Auszug zum Lesen:
+--
Nachdem meine erste Konzertkritik (sinfonische Blasmusik!) nicht so doll war, hatte ich höllische Angst vor der zweiten, die ich heute schreiben musste. Zur Unterstützung habe ich mir das Buch "Rezension und Kritik" von Edmund Schalkowski angeschafft, was mir aber nicht sonderlich viel gebracht hat. Ein kleiner Auszug zur Verdeutlichung:
"Kunstwerke sind ohne Zweifel soziale Gegenstände: Sie werden von Menschen produziert und rezipiert, sie wirken auf das Leben des Einzelnen wie der Kultur als ganzer und empfangen umgekehrt ihre Bedeutung vom geschichtlich-gesellschaftlichen Umfeld, in denen sie existieren."
Was soll ich denn damit anfangen? Ich will den Artikel nicht fürs Feuilleton schreiben, sondern für den Lokalteil einer regionalen Tageszeitung. Und ich glaube kaum, dass die Leser etwas von "sozialen Gegenständen" lesen wollen. Die wollen hören, ob das Konzert gut war. Die Beteiligten wollen gelobt werden, die Zuhörer wollen in ihrer Meinung bestätigt werden und diejenigen, die nicht dort waren, wollen wissen, ob sie etwas verpasst haben. Und das wars. Keine sozialen Gegenstände und kein geschichtlich-gesellschaftliches Umfeld. So ein Blödsinn.
+--
Datenauszug:
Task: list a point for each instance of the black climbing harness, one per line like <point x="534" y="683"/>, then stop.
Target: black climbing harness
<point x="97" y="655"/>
+--
Zu erledigende Aufgaben:
(A) Welches Buch wurde laut dem Text über die Konzertkritik zur Unterstützung angeschafft?
(B) Schreibe den Text über die Konzertkritik im Anschluss an seinen letzten Satz weiter.

Ergebnisse je Aufgabe:
(A) Das Buch „Rezension und Kritik“ von Edmund Schalkowski.

(B)
Aber ich schweife ab: Ich habe den gefürchteten Artikel also ohne die Hilfe des Buchs geschrieben, immer im Hinterkopf die Fehler, die ich beim letzten Mal gemacht habe: Nicht das ganze Programm mit wenigen wertenden Adjektiven herunterbeten, sondern einzelne, wichtige Stücke herauspicken und auseinandernehmen. Gleichzeitig das Verhalten und den Klang des Orchesters und die Arbeit des Dirigenten auf musikalische Gesichtspunkte hin untersuchen. Im Endeffekt sind bei mir dann solche netten Passagen herausgekommen:
Es wird nicht nur eine beeindruckende Klangfülle erzeugt, auch die Harmonie zwischen den einzelnen Registern stimmt. Ihr Können beweisen die Musiker auch bei „Give me some groove“ von Ennio Salvere: Die Wechsel zwischen den Musikrichtungen Funk, Blues und Soul gelingen problemlos, das vom Holzregister untermalte Trompetensolo unterstreicht erneut die Harmonie im Orchester.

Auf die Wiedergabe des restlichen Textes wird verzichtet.